Recorded information:

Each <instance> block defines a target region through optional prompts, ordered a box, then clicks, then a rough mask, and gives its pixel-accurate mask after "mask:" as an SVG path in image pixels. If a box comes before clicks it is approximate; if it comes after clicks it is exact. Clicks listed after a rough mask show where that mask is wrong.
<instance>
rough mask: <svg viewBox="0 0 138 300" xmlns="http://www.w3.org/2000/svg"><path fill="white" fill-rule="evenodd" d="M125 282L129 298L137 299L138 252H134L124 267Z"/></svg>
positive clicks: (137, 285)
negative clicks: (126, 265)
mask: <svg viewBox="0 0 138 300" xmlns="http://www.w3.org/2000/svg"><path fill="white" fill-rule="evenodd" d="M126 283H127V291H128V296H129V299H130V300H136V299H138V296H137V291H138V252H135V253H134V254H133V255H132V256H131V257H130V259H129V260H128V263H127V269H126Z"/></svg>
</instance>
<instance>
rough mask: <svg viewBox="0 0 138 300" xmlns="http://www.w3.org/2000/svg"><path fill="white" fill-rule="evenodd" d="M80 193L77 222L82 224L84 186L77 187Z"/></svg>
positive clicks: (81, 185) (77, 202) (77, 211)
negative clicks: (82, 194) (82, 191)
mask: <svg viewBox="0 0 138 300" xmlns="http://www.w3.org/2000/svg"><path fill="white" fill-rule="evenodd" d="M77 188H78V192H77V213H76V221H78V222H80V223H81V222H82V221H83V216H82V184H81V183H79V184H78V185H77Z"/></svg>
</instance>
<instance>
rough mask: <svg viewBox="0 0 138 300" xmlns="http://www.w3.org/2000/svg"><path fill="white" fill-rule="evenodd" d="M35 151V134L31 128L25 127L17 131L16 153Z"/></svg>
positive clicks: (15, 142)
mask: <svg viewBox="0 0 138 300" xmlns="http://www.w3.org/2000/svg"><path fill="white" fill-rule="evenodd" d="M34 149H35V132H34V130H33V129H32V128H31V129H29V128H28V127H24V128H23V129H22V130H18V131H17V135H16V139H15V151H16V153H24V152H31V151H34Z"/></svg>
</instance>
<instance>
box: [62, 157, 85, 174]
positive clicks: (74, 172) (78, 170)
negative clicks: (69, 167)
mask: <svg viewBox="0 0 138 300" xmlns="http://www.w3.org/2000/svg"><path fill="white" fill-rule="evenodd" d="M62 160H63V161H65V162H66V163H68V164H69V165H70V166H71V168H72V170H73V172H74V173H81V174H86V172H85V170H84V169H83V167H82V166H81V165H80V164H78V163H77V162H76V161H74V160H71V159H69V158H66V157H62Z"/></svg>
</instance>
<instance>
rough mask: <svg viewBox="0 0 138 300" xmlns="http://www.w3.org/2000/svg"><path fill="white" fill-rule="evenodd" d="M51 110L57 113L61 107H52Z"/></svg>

Directions: If a line in the data holds the string "rough", copy that line.

Output for this task:
Each <instance> block defines a target region through optional prompts, ordered a box, then clicks, then a rough mask, and gives its pixel-accurate mask after "mask:" as an SVG path in image pixels. If a box comes before clicks it is approximate; if it comes after clicks it is exact. Clicks listed after a rough mask show where that mask is wrong.
rough mask: <svg viewBox="0 0 138 300" xmlns="http://www.w3.org/2000/svg"><path fill="white" fill-rule="evenodd" d="M125 282L129 298L137 299L138 252H134L124 267Z"/></svg>
rough mask: <svg viewBox="0 0 138 300" xmlns="http://www.w3.org/2000/svg"><path fill="white" fill-rule="evenodd" d="M80 193L77 222L82 224L84 186L77 187Z"/></svg>
rough mask: <svg viewBox="0 0 138 300" xmlns="http://www.w3.org/2000/svg"><path fill="white" fill-rule="evenodd" d="M35 151V134L31 128L25 127L17 131L16 153Z"/></svg>
rough mask: <svg viewBox="0 0 138 300" xmlns="http://www.w3.org/2000/svg"><path fill="white" fill-rule="evenodd" d="M51 110L57 113L61 107H52Z"/></svg>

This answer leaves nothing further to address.